**Фрагмент страницы**
------------------------------------

Будущий баритон с трех лет мог петь часами, поражая всех чистотой звонкого голоса. «Видать, душа у мальчонки петь просит», — слушая его, говорили взрослые.
Спой, Паша!
— Ваше детство прошло в Кыштыме…
— И было оно очень счастливое. Меня очень любила мама, она была моим лучшим другом. Помню, часто повторяла: «Сынушка, не делай зла!» При этом была очень жизнерадостный человек с великолепным чувством юмора. А как пела! Она ушла из жизни 12 лет назад. И сейчас остро, до боли в сердце не хватает ее.
Мама из рода Назаровых, которые до революции были купцами-промышленниками в Кыштыме. Они были не просто состоятельны, но и образованны, дети учились в гимназии, сама семья была высококультурная. В доме обязательным было правило помогать ближнему. И к рабочим было очень доброе отношение. Может, поэтому после революции семьи репрессии коснулись не столь жестко.
Папа отличался мужеством, глубокой порядочностью, трудолюбием, честным отношением к себе и ко мне. С этим я и в армию пошел, и сыну передал эти качества.
Перед тем как трапезничать, обязательно крестились перед иконой и совершали поклон. Строго-настрого запрещалось курить. Сквернословие вообще было недопустимо.
— В доме любили петь?
— Мою бабушку, Александру Ивановну Калачеву-Назарову, в молодости называли певуньей, столь прекрасно она пела! Да и все у нас: родители, дяди и тети — прекрасно пели. Это был род кузнецов. Дяди были очень крепкие ребята, голоса у них были звонкие! И все застолья проходили с пением под гитару и под баян. И вот что удивительно: не было у них музыкального образования, но слух у всех был отменный, и они без труда раскладывали любую песню на два-три голоса. А родня-то огромная, собирались до 30 человек. Помню картинку: вставали в круг, обнимали друг друга и дружно запевали: «Уж как пал туман на поле чистое». Дед затягивал: «Не осенний мелкий дождичек…» И все подхватывали: «Брызжет, брызжет сквозь туман». Или вдруг десятками могучих голосов загремит песня про Ермака...
Сестры тоже пели, когда домовничали (это кыштымское такое словечко!) И я, карапуз, им подтягиваю: «Ночь темна, и кругом тишина, спит советская наша страна…»
Мама работала в столовой ремесленного училища. Приходил к ней из садика, и меня тут же просили: «Паша, спой что-нибудь!» Я брал в руки счеты, изображая игру на гармонике, и часами пел протяжные песни. Один мастер, работавший с мамой, уговорил отдать меня в музыкальную школу.
Тебе бы героем-любовником…
— На сцене челябинской оперы вы поете с 1989 года. За это время исполнили более 30 партий: Мистер Икс и Фальк, Онегин и Жермон в «Травиате»… Кто ближе по духу?
— Моим педагогом в музучилище был Герман Константинович Гаврилов. Замечательный тенор, он сам почти 20 лет пел в челябинской опере. Он говорил мне: «Эх, Пашенька! И личико есть, и голос! Росточка бы тебе еще! В оперетте бы тебе петь героем-любовником!»

------------------------------------

(Список данных)
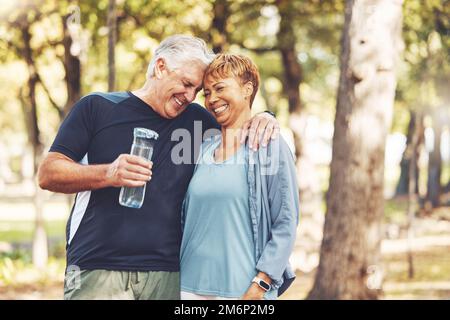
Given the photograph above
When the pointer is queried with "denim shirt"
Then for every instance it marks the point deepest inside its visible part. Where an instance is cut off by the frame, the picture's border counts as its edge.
(274, 208)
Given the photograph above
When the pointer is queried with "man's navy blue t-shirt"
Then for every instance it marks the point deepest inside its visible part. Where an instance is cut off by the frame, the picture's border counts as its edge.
(102, 234)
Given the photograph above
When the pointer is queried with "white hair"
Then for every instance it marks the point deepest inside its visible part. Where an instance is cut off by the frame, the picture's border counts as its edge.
(180, 48)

------------------------------------

**Задания**
A – Перепишите из интервью дословно отрывок, начав со слов «Мама из рода» и остановившись после слов «вообще было недопустимо.».
B – Переведите на английский язык предложение из интервью: «Один мастер, работавший с мамой, уговорил отдать меня в музыкальную школу».

**Ответы к заданиям**
A –
Мама из рода Назаровых, которые до революции были купцами-промышленниками в Кыштыме. Они были не просто состоятельны, но и образованны, дети учились в гимназии, сама семья была высококультурная. В доме обязательным было правило помогать ближнему. И к рабочим было очень доброе отношение. Может, поэтому после революции семьи репрессии коснулись не столь жестко.
Папа отличался мужеством, глубокой порядочностью, трудолюбием, честным отношением к себе и ко мне. С этим я и в армию пошел, и сыну передал эти качества.
Перед тем как трапезничать, обязательно крестились перед иконой и совершали поклон. Строго-настрого запрещалось курить. Сквернословие вообще было недопустимо.

B – One instructor who worked with my mother persuaded her to send me to music school.